## EXERCISE DETAILS
The answer must be an exact copy of the lines from the one holding "of the sunroom" through the final line of the entries, and nothing else.

## GIVEN ENTRIES
↓
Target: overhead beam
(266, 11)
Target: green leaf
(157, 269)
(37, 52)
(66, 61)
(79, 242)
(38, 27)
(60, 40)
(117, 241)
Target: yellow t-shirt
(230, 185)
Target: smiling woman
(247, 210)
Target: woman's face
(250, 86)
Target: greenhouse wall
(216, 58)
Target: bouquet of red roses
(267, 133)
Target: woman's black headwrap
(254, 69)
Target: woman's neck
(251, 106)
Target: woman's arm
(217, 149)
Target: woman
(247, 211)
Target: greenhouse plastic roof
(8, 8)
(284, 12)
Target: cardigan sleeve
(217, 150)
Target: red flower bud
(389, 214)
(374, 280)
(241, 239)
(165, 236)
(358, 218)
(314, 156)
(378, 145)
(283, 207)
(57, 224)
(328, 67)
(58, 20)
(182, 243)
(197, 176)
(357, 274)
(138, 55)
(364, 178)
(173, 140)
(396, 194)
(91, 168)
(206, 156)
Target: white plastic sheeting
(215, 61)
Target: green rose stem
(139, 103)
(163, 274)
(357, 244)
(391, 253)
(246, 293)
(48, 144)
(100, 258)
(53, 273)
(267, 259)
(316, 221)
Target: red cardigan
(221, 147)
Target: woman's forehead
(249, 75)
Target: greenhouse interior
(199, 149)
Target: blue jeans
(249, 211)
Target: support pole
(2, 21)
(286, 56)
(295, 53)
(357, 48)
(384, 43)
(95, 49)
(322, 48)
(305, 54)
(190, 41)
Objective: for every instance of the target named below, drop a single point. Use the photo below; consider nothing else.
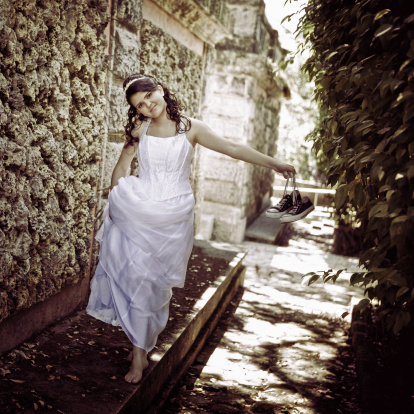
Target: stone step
(265, 230)
(78, 364)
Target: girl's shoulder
(138, 129)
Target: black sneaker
(283, 206)
(300, 210)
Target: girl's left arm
(202, 134)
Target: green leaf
(363, 304)
(359, 195)
(401, 291)
(341, 195)
(378, 208)
(403, 318)
(356, 278)
(366, 124)
(385, 28)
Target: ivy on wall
(362, 63)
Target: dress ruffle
(144, 249)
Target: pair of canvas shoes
(291, 207)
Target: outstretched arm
(202, 134)
(123, 164)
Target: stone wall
(242, 103)
(52, 125)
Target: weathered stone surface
(199, 19)
(52, 122)
(129, 15)
(118, 108)
(172, 64)
(126, 53)
(241, 102)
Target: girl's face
(150, 104)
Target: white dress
(146, 244)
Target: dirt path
(282, 347)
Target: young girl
(147, 234)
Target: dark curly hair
(147, 83)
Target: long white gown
(146, 244)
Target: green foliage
(362, 63)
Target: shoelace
(281, 203)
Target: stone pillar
(241, 103)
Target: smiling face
(150, 104)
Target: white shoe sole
(287, 218)
(275, 214)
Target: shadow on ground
(282, 346)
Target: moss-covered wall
(172, 63)
(52, 124)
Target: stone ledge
(160, 380)
(266, 230)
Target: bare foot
(139, 363)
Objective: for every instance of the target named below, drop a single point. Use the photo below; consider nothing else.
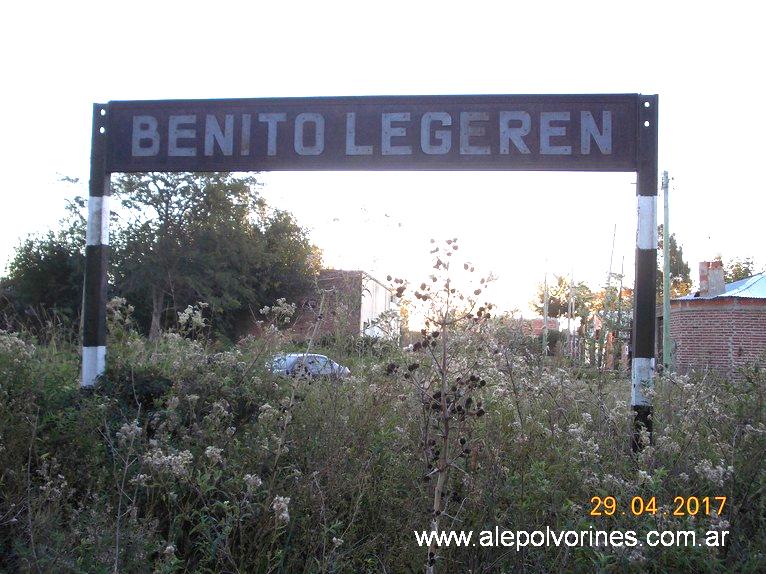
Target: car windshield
(278, 362)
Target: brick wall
(342, 305)
(723, 333)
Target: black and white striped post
(645, 293)
(96, 256)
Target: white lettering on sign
(318, 146)
(176, 132)
(145, 128)
(589, 129)
(468, 131)
(271, 139)
(514, 133)
(390, 131)
(428, 133)
(442, 137)
(224, 138)
(352, 148)
(247, 122)
(547, 131)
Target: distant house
(348, 303)
(722, 326)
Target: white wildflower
(214, 454)
(253, 482)
(280, 508)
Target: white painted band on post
(97, 232)
(93, 364)
(646, 236)
(642, 376)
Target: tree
(738, 268)
(205, 237)
(46, 272)
(680, 276)
(558, 299)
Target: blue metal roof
(749, 288)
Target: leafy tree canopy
(558, 298)
(176, 239)
(739, 268)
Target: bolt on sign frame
(612, 132)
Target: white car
(307, 365)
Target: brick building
(722, 326)
(351, 301)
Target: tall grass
(191, 458)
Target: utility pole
(602, 338)
(545, 316)
(666, 342)
(618, 342)
(570, 314)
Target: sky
(702, 59)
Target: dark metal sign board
(545, 132)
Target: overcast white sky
(703, 59)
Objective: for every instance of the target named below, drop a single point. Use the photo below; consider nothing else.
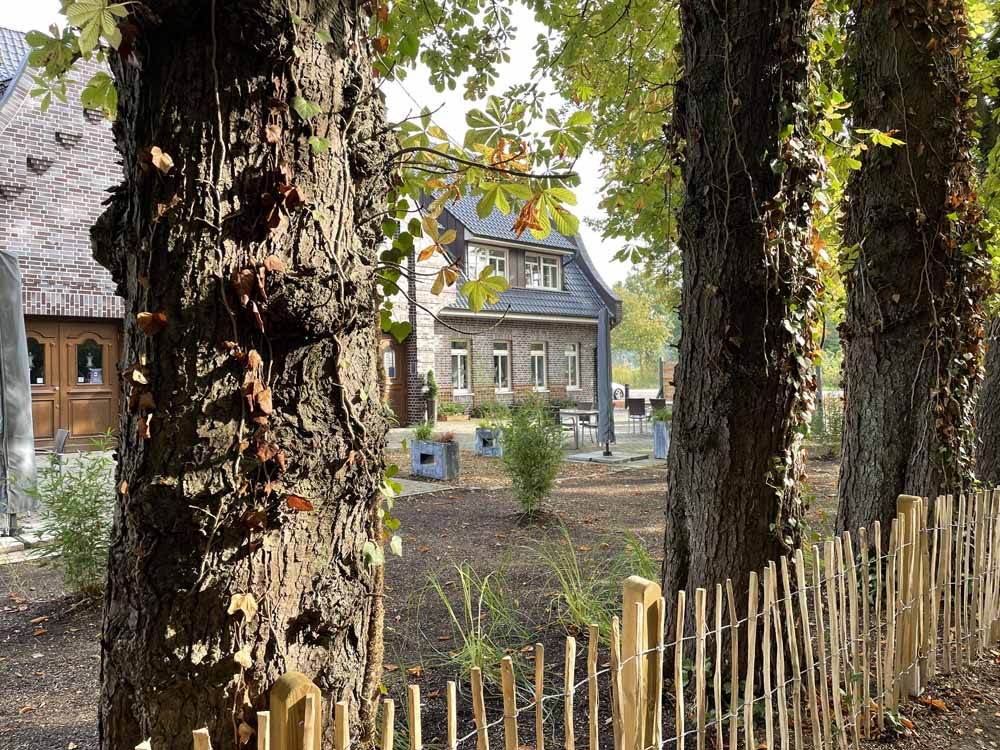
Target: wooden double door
(74, 379)
(394, 366)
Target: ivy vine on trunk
(915, 274)
(745, 373)
(250, 456)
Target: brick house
(55, 169)
(539, 340)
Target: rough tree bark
(744, 378)
(914, 326)
(250, 449)
(988, 412)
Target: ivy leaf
(100, 93)
(305, 108)
(400, 330)
(318, 144)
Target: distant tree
(648, 322)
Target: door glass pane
(36, 361)
(89, 363)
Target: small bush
(450, 409)
(532, 452)
(78, 497)
(423, 431)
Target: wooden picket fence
(844, 637)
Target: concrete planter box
(488, 442)
(661, 439)
(434, 460)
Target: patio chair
(566, 425)
(654, 404)
(588, 423)
(636, 413)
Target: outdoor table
(575, 415)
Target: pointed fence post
(288, 712)
(641, 714)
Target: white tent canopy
(17, 444)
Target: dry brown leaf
(264, 401)
(161, 159)
(151, 323)
(246, 732)
(297, 502)
(242, 657)
(245, 603)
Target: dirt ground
(49, 654)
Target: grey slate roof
(500, 227)
(584, 293)
(13, 50)
(579, 300)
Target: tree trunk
(250, 450)
(744, 379)
(988, 413)
(914, 326)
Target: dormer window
(481, 257)
(542, 272)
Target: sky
(38, 14)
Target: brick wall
(520, 334)
(55, 168)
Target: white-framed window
(480, 257)
(542, 271)
(538, 368)
(573, 366)
(460, 366)
(501, 365)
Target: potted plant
(452, 411)
(434, 456)
(490, 429)
(661, 432)
(430, 397)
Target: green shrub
(78, 497)
(662, 415)
(423, 431)
(532, 452)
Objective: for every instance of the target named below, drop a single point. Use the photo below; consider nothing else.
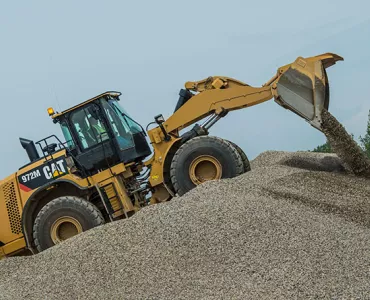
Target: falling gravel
(295, 227)
(354, 160)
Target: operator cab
(99, 133)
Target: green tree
(365, 141)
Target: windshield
(134, 127)
(67, 135)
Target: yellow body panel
(10, 210)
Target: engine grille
(12, 207)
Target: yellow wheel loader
(105, 170)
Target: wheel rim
(205, 168)
(64, 228)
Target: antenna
(53, 86)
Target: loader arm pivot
(301, 87)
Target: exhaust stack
(30, 148)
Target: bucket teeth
(303, 87)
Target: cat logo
(55, 170)
(50, 170)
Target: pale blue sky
(69, 51)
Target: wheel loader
(108, 167)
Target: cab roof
(112, 94)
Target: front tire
(202, 159)
(63, 218)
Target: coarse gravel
(295, 227)
(352, 156)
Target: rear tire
(63, 218)
(202, 159)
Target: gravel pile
(295, 227)
(354, 160)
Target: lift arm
(301, 87)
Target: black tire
(227, 156)
(246, 163)
(85, 213)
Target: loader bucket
(303, 86)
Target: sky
(61, 53)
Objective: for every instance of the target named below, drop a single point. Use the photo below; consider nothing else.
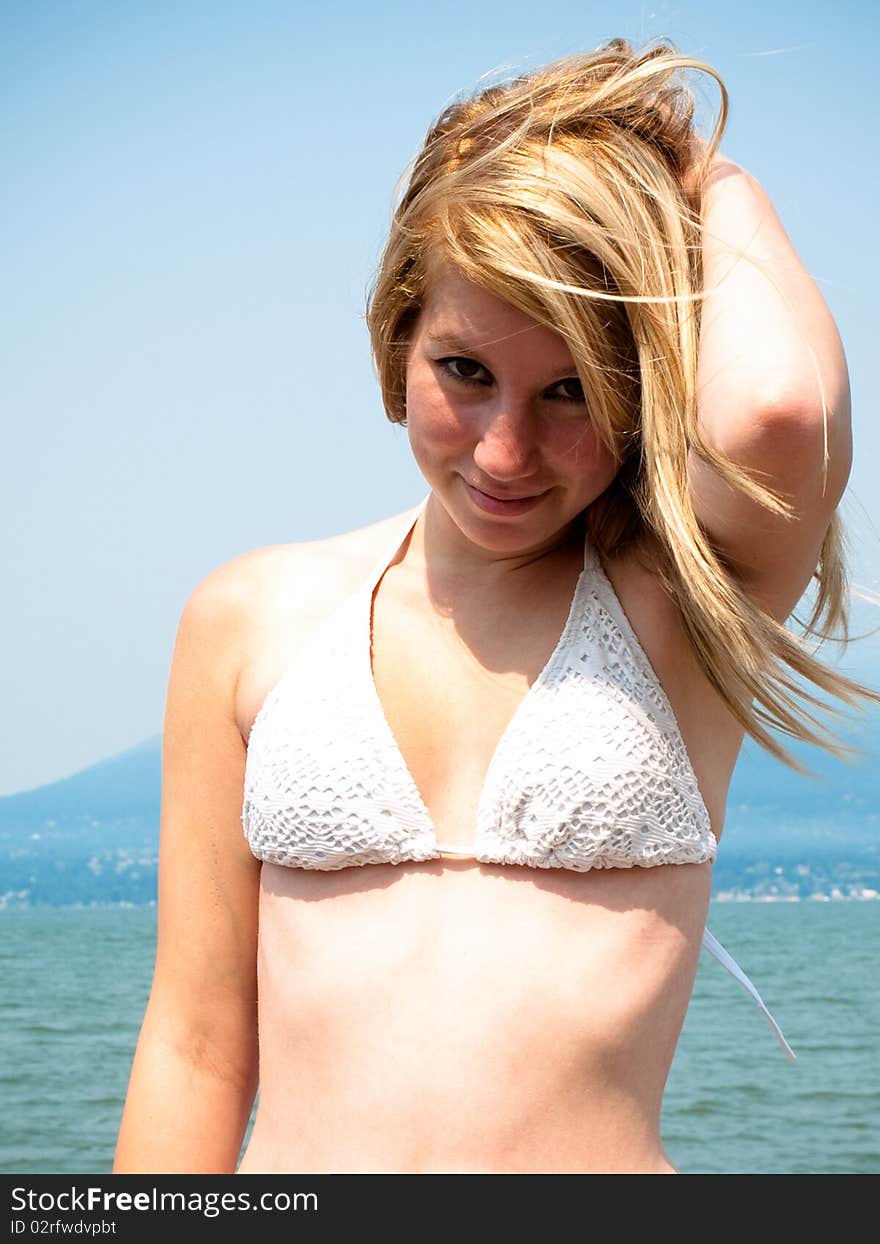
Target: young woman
(481, 749)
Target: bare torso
(451, 1015)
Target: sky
(196, 199)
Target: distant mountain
(93, 836)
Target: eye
(575, 391)
(462, 370)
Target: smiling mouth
(520, 496)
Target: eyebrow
(452, 340)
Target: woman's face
(497, 418)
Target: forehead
(459, 312)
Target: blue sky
(197, 194)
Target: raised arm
(769, 352)
(194, 1071)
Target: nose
(508, 447)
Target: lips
(509, 505)
(505, 496)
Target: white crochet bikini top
(591, 771)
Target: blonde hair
(571, 193)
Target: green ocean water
(75, 984)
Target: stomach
(452, 1016)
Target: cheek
(578, 445)
(432, 421)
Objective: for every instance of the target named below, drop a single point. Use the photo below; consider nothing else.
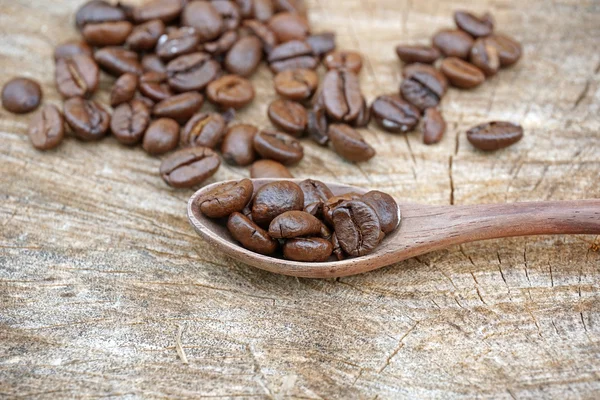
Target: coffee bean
(204, 129)
(177, 42)
(385, 207)
(144, 37)
(494, 135)
(278, 146)
(76, 76)
(288, 116)
(21, 95)
(453, 43)
(124, 89)
(245, 56)
(88, 120)
(289, 26)
(130, 121)
(180, 107)
(419, 54)
(46, 128)
(269, 169)
(238, 145)
(250, 235)
(192, 72)
(292, 55)
(296, 84)
(107, 33)
(161, 136)
(307, 249)
(189, 167)
(461, 74)
(434, 126)
(203, 16)
(225, 199)
(118, 61)
(473, 25)
(357, 228)
(349, 144)
(348, 60)
(71, 48)
(274, 199)
(341, 95)
(394, 114)
(230, 91)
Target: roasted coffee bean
(77, 76)
(204, 17)
(278, 146)
(46, 128)
(348, 60)
(494, 135)
(357, 228)
(230, 91)
(385, 207)
(296, 84)
(341, 95)
(485, 57)
(434, 126)
(225, 199)
(289, 26)
(144, 37)
(274, 199)
(461, 74)
(118, 61)
(124, 89)
(88, 120)
(180, 107)
(189, 167)
(394, 114)
(509, 50)
(292, 55)
(473, 25)
(307, 249)
(177, 42)
(161, 136)
(245, 56)
(192, 72)
(453, 43)
(250, 235)
(164, 10)
(72, 48)
(238, 145)
(107, 33)
(21, 95)
(130, 121)
(288, 116)
(269, 169)
(415, 53)
(349, 144)
(204, 129)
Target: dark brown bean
(461, 74)
(189, 167)
(88, 120)
(349, 144)
(161, 136)
(278, 146)
(46, 128)
(494, 135)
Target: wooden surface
(105, 290)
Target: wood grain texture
(99, 272)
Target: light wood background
(99, 269)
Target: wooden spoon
(422, 229)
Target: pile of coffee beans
(305, 221)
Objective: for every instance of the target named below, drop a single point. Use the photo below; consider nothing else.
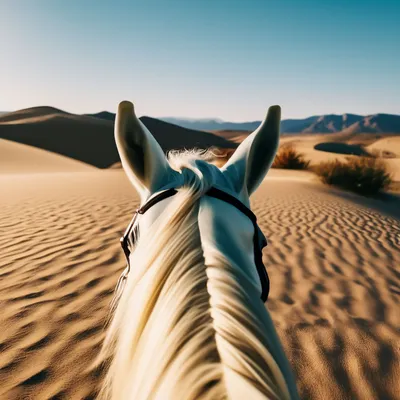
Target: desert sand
(333, 260)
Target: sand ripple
(333, 264)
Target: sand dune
(90, 139)
(21, 158)
(390, 146)
(333, 262)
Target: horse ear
(251, 161)
(142, 158)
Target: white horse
(190, 323)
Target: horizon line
(199, 118)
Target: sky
(225, 59)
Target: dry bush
(289, 158)
(364, 175)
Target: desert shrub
(364, 175)
(289, 158)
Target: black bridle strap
(221, 195)
(262, 273)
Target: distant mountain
(91, 139)
(379, 123)
(212, 124)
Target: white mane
(187, 326)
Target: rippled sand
(333, 259)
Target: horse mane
(184, 327)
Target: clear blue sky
(202, 58)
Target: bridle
(259, 241)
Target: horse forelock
(185, 326)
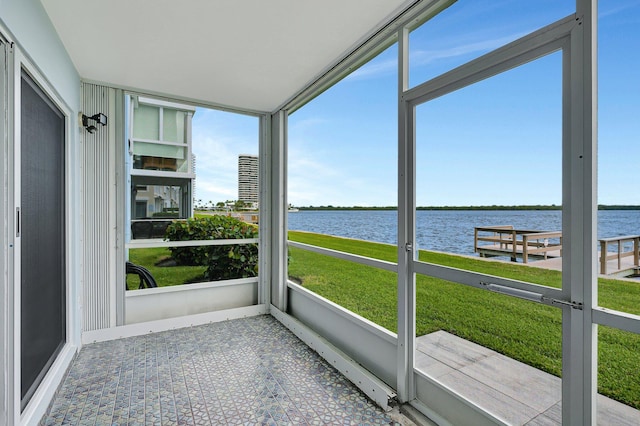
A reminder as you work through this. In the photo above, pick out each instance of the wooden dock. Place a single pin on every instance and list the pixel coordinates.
(618, 256)
(517, 243)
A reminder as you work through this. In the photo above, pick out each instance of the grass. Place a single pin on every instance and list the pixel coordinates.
(164, 276)
(522, 330)
(525, 331)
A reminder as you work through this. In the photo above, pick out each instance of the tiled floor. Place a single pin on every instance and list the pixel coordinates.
(246, 371)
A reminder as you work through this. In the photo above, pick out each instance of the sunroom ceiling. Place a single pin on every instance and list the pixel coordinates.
(248, 54)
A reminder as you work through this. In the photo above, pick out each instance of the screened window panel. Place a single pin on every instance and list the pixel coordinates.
(146, 121)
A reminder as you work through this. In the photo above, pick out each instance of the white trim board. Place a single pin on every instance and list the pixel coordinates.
(141, 329)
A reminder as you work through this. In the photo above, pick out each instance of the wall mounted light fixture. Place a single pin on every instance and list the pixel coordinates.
(98, 118)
↑
## COMPLETED EXERCISE
A reminder as you work through this. In the photo above, pick out each instance of the sunroom ceiling. Place a single pin on every instance and list the pixel coordinates.
(248, 54)
A reminder as you work through this. In the photo above, pick out each instance of the screened window panel. Place a single pin on every instance and list the pixel coordinates.
(146, 121)
A reminder as you work through this. In the photo above, pick out each instance of the white trim board. Place a single pin on every instance and list the pixel coordinates.
(141, 329)
A reminder as you work through this. In the photo above, pick out each instance of the wall mounted light fixture. Place a single pin on every instance and list the pixel coordinates.
(98, 118)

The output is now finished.